» **Selected extract**
_____
Oh contraire, the deer (actually the State) should be the one held responsible for being on the road. If a state owned tractor (the state owns all the deer, right?) for example pulled out into traffic and caused and accident...Hum... of course, on the other hand, if an area is declared "open range", the rancher is not responsible when you hit his cow...another Hum...I wonder if this issue has ever been in court? Does a "deer crossing" sigh in essence declare a stretch of road as "open range" for deer?...triple Hum.


----------



## wapati (Nov 29, 2007)

who pays me if the deer hits me by running into the side of my car (deer was un-insured)? ... Still waiting for that check


----------



## Old Fudd (Nov 24, 2007)

Maranda Rights will be next. Hate to see em get hit.Bothers me big time. Why don't we arrest the high rollers who build up on the Wasatch. and force the deer down. cause they just can't digest asphalt.


----------



## fishnate (Sep 11, 2007)

Why do people think the government has to be involved in every stinking little thing in our lives? TAKE SOME PERSONAL RESPONSIBILTY FOR CRYING OUT LOUD!!! I hate to see animals smashed on the road but I like to drive and so it's an acceptable risk. I've nearly smashed deer while going under the speed limit while NOT talking on a cel phone, NOT eating a hamburger, NOT changing radio stations, NOT smoking or NOT drinking anything and NOT because the government nanny said I shouldn't. In fact I've even had a few deer jump out of thick brush in the bright day light right in front of my car. Animals get hit by accident and that's why it's called an accident. If you hit a large animal move it off the road. In fact that is the only time I have hit a deer was one that was left lying in the middle of the road on a rainy night. That was likely a neglagent public hazard that likely could have been avoided and if any citations are given perhaps that is a case to be argued.
_____
» **Data rows**
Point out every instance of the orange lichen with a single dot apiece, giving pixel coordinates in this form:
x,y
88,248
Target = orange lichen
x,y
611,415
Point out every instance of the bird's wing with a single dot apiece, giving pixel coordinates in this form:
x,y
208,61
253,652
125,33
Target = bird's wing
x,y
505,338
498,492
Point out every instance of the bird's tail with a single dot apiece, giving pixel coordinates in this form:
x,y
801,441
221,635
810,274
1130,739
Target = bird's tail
_____
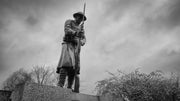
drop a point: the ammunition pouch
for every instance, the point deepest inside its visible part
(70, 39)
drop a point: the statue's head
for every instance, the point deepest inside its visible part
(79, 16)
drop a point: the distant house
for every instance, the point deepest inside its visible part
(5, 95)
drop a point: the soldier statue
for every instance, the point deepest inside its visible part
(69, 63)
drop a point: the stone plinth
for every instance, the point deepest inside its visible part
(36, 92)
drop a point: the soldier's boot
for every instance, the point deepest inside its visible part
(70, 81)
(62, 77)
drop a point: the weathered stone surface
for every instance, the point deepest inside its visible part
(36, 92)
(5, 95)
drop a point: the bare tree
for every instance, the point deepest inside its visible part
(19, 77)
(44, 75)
_____
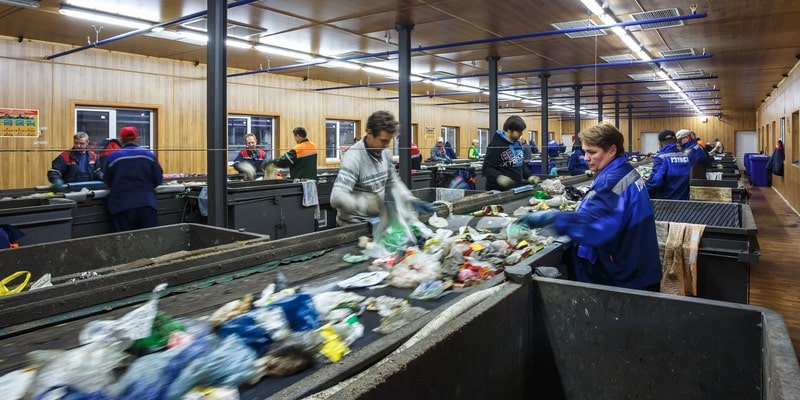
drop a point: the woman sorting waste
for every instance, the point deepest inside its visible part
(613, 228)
_____
» **Aim of the task**
Extend the forum thread about who is responsible when drivers hit deer on the road, picking up after its final post.

» **Task answer**
----------



## Bears Butt (Sep 12, 2007)

I hit a deer going less than 10 mph, after I braked hard to miss 6 others that crossed the road in front of me....I did not see deer 7 until it was already breaking my headlight. I was also with my brother as he drove down Blacksmith Fork canyon when a 2 point jumped up from the steep side of the road and ran head long into the rear door of his truck (nice big dent and scratches all over the paint)...deer ran off.

Fines????? Come on 1-I!


----------



## pkred (Jul 9, 2009)

I don’t think a fine for the motorist is the right thing to do, hitting a deer is not premeditated it’s an accident. I do think the state could be more animal migration friendly when installing our highways. Having alternative routes for animal to take over or under our major hiways would lessen the impact (no pun intended) on the deer vs car problem.


----------



## rukus (Apr 11, 2008)

> I hate to see animals smashed on the road but I like to drive and so it's an acceptable risk.


+1


----------



## #1DEER 1-I (Sep 10, 2007)

Okay, I can see the points on the freeway and high speed limit roads where reaction time isn't fast enough. But lets put into perspective if on a road, asphalt or not, has a cattle crossing sign or free range cattle/livestock crossing the road, typically it doesn't matter if your reaction time wasn't fast enough if you hit someones livestock on a road where they are out and roaming (legally) you still have to pay for the livestock you smash into simply because the cattle had the right to be out and grazing. If you hit a cow driving off the mountain during the summer, we'll your responsible to pay for the cow, why is a deer so different? In areas where deer are the norm such as a mountain/canyon road or somewhere heading into the hills you should expect it just like when you know there are cattle roaming you should expect them, either way in the end its your fault for hitting the cow, not the cow being on the road. High speed highways I see the fight, but in mountainous areas I don't see the fight, people should be driving slow enough to stop if something is in the road.


----------



## bowgy (Oct 10, 2007)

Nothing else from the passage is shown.